■ **Task statement**
Check each line below for the word "tiled". Then give only how many lines have it.

Referring expression data
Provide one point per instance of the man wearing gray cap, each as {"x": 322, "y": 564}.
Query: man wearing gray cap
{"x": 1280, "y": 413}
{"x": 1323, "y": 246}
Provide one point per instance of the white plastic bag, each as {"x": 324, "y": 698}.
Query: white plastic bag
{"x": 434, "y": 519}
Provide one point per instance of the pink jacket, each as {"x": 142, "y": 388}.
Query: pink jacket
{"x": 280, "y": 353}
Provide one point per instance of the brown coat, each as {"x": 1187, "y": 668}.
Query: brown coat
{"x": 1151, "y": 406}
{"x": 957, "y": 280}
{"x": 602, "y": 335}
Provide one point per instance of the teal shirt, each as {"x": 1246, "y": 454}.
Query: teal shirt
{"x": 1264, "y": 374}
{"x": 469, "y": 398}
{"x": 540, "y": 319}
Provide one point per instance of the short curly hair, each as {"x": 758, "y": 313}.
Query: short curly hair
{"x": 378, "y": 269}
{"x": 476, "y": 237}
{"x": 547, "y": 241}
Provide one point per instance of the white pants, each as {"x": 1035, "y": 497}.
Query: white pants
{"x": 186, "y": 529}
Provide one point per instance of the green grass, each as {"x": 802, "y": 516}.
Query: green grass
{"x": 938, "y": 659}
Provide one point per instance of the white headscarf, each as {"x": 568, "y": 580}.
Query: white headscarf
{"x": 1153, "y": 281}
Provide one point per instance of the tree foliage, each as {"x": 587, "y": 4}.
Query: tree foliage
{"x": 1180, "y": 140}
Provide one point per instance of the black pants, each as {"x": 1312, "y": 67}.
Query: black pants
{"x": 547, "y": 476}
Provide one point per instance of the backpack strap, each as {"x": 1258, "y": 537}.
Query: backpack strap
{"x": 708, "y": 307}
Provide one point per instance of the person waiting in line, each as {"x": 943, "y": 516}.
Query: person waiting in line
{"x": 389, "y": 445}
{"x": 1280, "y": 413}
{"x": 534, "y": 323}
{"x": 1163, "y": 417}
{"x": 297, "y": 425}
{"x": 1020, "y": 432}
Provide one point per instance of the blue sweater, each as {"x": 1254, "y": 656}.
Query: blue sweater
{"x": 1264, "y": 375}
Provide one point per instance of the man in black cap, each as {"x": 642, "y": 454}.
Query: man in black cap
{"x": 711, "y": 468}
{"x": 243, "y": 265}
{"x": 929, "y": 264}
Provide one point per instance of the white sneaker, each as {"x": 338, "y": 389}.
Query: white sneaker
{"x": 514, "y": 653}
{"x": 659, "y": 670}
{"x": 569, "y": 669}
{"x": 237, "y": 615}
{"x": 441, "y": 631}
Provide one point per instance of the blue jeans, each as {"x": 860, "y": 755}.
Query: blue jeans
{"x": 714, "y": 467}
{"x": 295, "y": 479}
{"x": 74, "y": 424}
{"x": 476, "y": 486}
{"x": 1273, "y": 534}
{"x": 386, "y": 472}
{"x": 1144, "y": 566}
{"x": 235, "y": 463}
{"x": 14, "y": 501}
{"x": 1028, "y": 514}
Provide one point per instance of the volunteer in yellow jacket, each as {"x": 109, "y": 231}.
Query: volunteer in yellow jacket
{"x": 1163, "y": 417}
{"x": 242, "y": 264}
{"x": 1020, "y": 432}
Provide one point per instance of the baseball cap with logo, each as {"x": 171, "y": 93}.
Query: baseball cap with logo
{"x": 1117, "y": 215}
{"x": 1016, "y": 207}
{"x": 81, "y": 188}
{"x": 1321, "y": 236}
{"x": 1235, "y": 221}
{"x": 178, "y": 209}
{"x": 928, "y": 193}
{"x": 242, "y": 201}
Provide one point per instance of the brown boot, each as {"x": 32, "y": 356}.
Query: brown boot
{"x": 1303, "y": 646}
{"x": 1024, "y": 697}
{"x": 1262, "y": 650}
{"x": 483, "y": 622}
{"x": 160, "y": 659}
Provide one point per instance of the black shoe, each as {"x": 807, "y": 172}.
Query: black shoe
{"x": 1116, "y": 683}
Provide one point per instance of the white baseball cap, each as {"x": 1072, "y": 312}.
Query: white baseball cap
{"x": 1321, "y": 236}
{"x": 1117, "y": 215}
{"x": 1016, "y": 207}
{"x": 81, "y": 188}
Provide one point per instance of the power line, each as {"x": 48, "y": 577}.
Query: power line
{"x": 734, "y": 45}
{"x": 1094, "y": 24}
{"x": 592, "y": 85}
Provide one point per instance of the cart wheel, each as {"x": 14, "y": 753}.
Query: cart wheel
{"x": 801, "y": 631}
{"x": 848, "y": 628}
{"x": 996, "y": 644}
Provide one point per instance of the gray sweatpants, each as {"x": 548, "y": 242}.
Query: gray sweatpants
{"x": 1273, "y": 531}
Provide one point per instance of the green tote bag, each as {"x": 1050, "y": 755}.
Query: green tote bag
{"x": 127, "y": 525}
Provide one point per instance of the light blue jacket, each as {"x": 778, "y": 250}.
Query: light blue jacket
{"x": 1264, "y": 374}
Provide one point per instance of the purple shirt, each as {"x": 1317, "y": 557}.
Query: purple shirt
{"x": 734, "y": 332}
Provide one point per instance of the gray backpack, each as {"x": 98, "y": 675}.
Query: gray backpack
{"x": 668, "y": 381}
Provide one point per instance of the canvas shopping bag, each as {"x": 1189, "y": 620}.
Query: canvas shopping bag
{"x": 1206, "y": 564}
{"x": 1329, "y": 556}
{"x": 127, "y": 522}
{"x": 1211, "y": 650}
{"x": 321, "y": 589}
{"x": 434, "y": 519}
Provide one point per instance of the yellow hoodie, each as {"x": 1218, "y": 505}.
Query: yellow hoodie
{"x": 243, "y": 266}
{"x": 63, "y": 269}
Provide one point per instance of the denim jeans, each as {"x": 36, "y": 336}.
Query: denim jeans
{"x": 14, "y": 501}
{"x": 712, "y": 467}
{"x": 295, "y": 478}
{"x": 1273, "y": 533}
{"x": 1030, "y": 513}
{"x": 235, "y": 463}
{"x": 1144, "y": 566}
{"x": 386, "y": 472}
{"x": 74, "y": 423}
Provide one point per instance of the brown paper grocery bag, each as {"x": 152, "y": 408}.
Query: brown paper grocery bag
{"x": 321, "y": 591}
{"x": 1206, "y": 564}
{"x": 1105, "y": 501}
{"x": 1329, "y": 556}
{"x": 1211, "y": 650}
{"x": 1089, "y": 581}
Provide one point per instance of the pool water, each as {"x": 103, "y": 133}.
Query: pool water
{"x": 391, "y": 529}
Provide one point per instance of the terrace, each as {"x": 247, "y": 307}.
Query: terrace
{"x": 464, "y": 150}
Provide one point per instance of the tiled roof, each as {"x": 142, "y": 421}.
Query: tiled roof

■ **Output of the task**
2